— start of Input for this task —
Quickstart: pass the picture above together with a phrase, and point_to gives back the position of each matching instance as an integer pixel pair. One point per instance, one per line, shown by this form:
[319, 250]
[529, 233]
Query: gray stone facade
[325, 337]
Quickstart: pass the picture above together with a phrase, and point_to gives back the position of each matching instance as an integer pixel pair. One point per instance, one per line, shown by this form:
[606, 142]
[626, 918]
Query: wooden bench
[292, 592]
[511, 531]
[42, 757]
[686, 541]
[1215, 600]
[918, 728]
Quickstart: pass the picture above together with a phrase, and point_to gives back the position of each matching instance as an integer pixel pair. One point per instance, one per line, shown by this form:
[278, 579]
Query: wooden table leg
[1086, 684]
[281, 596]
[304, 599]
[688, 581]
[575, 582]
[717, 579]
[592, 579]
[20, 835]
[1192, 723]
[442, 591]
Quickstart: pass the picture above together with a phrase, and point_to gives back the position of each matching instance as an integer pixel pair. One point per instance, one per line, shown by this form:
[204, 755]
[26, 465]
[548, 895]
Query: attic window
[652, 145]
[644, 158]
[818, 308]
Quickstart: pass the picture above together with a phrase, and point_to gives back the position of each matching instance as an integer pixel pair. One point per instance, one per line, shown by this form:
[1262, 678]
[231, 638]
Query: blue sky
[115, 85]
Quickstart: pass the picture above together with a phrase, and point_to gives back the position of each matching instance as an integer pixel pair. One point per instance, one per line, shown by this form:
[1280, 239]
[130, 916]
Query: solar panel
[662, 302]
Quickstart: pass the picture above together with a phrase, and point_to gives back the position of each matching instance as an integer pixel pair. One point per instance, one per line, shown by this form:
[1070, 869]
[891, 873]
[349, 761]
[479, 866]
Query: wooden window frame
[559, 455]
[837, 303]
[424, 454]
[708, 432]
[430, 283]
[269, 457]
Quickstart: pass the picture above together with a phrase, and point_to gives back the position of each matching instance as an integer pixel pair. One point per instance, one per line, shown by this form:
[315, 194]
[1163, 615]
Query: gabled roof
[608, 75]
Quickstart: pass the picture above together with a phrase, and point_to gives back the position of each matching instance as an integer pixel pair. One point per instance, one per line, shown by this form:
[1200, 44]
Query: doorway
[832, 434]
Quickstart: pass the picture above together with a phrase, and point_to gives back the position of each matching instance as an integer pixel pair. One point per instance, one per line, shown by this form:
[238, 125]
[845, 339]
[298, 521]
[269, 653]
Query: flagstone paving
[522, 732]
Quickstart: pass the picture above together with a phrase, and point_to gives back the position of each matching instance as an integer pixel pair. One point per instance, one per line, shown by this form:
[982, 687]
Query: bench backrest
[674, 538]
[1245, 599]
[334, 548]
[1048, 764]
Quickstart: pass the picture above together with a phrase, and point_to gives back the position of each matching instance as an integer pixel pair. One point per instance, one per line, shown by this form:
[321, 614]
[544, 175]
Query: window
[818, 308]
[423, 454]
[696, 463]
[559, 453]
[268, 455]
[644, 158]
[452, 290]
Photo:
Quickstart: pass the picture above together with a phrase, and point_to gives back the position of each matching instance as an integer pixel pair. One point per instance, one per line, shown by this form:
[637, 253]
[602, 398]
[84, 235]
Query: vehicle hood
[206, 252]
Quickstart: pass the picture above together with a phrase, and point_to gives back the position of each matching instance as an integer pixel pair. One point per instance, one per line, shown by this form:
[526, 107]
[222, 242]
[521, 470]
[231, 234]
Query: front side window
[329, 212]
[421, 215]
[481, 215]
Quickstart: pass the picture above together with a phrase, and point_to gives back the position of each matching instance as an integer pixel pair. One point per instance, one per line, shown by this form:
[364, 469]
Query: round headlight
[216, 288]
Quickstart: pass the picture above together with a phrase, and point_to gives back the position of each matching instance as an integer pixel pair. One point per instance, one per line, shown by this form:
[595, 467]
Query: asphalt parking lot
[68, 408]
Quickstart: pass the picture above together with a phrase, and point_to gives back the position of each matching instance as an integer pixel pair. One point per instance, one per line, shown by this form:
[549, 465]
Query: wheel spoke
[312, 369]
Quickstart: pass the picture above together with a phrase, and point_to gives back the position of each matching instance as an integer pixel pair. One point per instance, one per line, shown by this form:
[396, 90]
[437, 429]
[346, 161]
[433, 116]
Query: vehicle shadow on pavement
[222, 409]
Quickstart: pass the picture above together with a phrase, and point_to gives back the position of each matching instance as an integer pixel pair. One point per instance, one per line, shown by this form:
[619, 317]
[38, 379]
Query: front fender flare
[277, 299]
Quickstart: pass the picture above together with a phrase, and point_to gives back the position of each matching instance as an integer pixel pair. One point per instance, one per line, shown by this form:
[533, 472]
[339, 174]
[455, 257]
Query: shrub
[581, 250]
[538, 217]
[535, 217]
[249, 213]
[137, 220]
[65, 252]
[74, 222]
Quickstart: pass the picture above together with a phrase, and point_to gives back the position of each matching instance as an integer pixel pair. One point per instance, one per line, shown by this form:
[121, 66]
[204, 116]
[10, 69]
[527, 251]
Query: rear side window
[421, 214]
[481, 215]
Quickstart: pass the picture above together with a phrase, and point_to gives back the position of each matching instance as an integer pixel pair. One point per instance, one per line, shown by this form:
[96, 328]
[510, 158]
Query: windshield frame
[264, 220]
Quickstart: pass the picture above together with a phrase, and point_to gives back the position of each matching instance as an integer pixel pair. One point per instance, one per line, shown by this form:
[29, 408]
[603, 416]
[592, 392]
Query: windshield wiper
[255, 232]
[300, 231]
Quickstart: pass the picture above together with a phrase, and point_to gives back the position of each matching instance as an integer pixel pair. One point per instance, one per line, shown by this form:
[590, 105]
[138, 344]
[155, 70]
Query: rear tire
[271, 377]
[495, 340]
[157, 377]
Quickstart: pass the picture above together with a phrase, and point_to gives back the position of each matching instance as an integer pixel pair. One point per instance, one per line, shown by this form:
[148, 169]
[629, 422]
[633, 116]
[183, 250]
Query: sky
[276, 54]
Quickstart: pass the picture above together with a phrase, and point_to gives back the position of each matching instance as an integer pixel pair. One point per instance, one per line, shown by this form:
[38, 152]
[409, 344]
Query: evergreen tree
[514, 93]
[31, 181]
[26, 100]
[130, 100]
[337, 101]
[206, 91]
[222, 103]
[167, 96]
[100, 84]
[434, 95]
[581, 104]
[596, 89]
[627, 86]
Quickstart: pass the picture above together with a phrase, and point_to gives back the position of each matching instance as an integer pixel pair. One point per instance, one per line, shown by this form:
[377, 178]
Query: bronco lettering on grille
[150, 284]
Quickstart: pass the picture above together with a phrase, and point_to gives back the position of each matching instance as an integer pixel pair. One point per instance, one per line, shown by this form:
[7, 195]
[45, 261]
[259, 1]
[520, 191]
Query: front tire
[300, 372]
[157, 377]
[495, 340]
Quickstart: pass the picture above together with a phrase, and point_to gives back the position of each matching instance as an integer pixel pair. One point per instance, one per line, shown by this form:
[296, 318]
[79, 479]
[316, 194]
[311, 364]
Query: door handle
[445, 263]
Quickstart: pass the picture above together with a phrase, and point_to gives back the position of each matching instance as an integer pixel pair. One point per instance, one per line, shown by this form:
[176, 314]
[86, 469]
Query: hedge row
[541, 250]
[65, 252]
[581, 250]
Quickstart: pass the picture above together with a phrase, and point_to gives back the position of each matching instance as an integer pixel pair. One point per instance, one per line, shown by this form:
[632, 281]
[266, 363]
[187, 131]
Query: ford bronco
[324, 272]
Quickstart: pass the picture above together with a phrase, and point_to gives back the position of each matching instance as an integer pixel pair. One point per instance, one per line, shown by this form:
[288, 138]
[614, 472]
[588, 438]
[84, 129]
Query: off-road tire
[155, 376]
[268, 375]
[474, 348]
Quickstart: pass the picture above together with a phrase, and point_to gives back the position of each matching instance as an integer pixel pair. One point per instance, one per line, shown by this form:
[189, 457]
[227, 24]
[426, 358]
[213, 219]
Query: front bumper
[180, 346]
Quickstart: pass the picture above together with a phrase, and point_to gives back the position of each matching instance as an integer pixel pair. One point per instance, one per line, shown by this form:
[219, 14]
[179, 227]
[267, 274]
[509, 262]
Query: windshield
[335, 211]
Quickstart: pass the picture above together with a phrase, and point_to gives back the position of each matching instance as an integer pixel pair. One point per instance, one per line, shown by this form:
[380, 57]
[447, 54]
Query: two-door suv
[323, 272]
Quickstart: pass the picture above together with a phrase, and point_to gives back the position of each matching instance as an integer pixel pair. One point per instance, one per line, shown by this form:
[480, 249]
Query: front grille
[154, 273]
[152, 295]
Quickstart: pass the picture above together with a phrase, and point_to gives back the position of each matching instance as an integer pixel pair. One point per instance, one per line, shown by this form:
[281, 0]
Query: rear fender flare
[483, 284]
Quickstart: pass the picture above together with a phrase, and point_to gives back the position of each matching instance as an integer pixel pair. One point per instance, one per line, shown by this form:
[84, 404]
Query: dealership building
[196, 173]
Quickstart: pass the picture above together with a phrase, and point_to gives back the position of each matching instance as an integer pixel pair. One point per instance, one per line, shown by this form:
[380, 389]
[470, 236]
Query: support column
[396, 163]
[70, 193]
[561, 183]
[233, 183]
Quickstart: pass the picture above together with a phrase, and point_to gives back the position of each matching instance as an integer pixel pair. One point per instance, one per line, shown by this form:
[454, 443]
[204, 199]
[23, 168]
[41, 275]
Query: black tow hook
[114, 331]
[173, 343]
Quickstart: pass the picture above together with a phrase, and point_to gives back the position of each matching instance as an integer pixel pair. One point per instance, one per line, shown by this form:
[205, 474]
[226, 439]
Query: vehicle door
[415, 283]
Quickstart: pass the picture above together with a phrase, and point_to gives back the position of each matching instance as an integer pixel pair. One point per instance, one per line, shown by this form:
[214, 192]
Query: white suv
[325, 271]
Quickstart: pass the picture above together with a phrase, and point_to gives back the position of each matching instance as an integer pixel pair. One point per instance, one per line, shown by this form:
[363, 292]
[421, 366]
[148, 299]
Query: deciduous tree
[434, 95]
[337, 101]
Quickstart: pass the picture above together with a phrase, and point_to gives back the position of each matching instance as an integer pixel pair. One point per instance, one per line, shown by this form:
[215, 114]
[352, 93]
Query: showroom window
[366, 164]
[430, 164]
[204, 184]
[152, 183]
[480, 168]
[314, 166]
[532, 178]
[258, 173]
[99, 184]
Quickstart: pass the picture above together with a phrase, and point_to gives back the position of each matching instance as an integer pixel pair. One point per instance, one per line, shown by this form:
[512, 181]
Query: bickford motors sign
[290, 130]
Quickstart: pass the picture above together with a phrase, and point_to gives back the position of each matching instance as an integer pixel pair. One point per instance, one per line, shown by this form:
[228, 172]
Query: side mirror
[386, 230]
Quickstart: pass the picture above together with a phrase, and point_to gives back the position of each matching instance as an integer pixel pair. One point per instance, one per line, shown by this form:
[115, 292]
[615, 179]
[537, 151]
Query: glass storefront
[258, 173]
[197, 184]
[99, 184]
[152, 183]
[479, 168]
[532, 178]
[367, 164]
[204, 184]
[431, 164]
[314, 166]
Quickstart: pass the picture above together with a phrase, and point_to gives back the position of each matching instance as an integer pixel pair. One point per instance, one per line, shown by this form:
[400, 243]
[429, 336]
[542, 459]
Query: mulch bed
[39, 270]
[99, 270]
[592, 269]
— end of Input for this task —
Extract every line of the data that contains the string "bench", and note that case counts.

Query: wooden bench
Query: bench backrest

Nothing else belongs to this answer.